» **The problem**:
Search the data below for the line containing "[[919, 508], [542, 536], [683, 65]]", then please set down that line and all remaining ones exactly as written.

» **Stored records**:
____________________

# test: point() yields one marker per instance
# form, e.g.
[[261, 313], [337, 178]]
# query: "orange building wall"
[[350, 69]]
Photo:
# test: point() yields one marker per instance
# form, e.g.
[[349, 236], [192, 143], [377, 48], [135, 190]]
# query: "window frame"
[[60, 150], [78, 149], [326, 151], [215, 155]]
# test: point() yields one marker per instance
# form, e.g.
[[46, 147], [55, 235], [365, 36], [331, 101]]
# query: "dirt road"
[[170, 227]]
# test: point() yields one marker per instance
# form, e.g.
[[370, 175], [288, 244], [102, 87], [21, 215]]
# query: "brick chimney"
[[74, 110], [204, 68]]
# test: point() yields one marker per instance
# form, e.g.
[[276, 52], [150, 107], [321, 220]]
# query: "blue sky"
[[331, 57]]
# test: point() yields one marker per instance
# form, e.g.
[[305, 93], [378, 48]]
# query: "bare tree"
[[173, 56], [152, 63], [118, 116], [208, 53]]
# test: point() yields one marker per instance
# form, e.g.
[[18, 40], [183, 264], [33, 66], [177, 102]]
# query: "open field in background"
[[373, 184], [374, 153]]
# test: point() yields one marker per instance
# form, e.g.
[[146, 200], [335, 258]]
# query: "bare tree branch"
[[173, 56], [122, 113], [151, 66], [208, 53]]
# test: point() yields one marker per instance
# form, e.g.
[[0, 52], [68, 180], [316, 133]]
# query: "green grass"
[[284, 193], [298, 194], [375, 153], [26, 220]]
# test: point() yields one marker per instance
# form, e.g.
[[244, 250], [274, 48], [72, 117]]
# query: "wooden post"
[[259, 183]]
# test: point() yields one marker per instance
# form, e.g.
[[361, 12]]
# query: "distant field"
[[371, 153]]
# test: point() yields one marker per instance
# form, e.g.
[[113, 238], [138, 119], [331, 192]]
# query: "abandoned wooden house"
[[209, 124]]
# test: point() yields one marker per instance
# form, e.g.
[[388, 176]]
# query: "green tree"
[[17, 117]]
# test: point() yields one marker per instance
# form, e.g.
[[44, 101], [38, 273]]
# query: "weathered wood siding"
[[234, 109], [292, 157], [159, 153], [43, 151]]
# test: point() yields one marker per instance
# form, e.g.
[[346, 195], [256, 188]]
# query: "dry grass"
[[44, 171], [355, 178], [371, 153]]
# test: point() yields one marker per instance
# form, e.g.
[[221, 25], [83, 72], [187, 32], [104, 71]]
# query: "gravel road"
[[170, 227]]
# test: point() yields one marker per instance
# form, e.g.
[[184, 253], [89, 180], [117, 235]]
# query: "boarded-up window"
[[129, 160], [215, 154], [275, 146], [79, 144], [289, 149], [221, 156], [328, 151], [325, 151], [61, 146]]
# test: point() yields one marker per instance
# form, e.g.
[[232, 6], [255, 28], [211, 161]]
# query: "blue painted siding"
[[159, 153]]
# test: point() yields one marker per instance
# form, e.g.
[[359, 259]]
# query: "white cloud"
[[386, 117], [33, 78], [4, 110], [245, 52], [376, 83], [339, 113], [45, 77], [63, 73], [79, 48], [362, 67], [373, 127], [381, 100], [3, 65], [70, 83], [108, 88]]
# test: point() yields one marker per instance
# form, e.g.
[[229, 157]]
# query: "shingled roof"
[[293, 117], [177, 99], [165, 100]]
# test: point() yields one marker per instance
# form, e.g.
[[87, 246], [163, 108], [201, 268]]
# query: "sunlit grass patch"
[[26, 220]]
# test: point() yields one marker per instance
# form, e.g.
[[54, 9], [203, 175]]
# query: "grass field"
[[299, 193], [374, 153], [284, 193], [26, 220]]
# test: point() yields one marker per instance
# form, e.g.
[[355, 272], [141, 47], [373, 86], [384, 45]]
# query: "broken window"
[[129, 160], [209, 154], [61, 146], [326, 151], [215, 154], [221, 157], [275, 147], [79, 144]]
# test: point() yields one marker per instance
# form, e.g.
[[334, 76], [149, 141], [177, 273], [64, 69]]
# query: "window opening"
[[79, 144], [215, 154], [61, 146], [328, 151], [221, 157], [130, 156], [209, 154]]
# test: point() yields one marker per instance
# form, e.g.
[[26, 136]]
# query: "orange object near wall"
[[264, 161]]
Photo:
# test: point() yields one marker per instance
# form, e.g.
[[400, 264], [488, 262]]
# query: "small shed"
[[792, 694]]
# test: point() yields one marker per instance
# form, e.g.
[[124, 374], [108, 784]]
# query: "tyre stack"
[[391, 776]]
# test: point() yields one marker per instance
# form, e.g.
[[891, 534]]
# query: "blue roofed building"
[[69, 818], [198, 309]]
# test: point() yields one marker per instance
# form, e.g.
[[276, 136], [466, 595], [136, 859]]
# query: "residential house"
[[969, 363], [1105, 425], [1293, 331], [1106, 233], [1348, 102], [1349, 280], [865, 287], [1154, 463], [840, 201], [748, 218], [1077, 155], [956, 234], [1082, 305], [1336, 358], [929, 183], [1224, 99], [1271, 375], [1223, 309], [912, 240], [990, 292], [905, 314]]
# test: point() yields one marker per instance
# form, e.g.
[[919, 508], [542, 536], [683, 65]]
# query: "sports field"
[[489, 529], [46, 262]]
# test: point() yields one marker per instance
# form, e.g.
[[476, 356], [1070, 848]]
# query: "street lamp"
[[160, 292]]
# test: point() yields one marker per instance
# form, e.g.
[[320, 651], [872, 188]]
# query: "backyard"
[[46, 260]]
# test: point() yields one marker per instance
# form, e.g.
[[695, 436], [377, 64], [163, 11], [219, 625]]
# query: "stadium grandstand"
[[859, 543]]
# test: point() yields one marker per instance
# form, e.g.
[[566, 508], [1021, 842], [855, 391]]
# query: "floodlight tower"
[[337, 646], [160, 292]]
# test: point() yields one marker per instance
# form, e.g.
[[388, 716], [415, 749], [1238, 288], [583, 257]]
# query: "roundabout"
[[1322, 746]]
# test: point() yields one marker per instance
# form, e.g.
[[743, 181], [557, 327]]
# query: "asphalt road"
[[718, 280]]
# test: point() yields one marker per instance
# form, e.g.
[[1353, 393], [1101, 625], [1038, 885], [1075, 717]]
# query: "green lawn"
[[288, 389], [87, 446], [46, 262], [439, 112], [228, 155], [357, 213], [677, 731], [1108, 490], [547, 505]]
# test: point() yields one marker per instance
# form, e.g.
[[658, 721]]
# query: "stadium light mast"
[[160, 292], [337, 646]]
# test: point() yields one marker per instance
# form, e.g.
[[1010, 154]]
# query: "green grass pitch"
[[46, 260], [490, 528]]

____________________

» **Solution for this task**:
[[919, 508], [542, 536], [683, 65]]
# query: "sports field"
[[489, 529], [46, 262]]
# test: point() yields one marker per instance
# form, e.g.
[[476, 356], [1070, 848]]
# query: "street lamp"
[[160, 292]]
# test: point() yields one marker per instance
# form, e.g.
[[320, 651], [872, 188]]
# query: "backyard"
[[46, 260]]
# test: point() yields one marker per instance
# form, e.g.
[[695, 436], [377, 64], [163, 11], [219, 625]]
# query: "stadium grandstand"
[[859, 543]]
# test: point() yields one marker per instance
# form, e.g.
[[566, 508], [1021, 842], [855, 391]]
# query: "floodlight tower"
[[337, 646], [160, 292]]
# test: point() yields one marker per instance
# form, e.g.
[[388, 716], [415, 749], [1238, 288], [583, 257]]
# query: "roundabout"
[[1322, 746]]
# test: point() yields one marker per instance
# form, e.g.
[[743, 181], [557, 327]]
# query: "asphalt road"
[[718, 280]]
# test: point() yields one marker per instance
# form, e.g.
[[1353, 393], [1101, 625], [1038, 885], [1075, 717]]
# query: "green lawn"
[[288, 389], [87, 446], [46, 262], [439, 112], [228, 155], [357, 213], [677, 731], [1108, 490], [547, 505]]
# test: point() yields one marker per instance
# form, e.g.
[[658, 721]]
# query: "stadium light mast"
[[160, 292], [337, 646]]
# test: point() yields one marker per instance
# form, e.g.
[[1010, 154]]
# query: "green grass pitch"
[[46, 260], [490, 528]]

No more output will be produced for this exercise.